* Set exercise
Copy out, without alteration, the lines of the rows below, from the line containing "Target: fence post" through the end of the rows.

[Records from a collection]
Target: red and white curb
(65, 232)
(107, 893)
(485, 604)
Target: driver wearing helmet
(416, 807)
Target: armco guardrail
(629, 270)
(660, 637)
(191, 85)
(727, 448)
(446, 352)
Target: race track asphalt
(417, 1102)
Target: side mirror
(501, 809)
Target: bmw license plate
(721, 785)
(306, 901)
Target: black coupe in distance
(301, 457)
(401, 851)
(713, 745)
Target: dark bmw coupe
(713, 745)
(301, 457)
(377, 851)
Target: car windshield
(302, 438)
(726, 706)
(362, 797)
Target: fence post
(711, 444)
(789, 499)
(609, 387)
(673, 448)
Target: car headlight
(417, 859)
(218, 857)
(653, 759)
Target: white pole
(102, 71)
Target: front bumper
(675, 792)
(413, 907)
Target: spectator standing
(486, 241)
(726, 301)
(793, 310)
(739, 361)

* Complete response
Target: fence post
(711, 444)
(789, 499)
(609, 387)
(673, 448)
Target: car headlight
(417, 859)
(218, 857)
(653, 759)
Target: white pole
(102, 71)
Target: front bumper
(675, 792)
(413, 907)
Target: spectator standing
(486, 241)
(726, 301)
(793, 310)
(739, 361)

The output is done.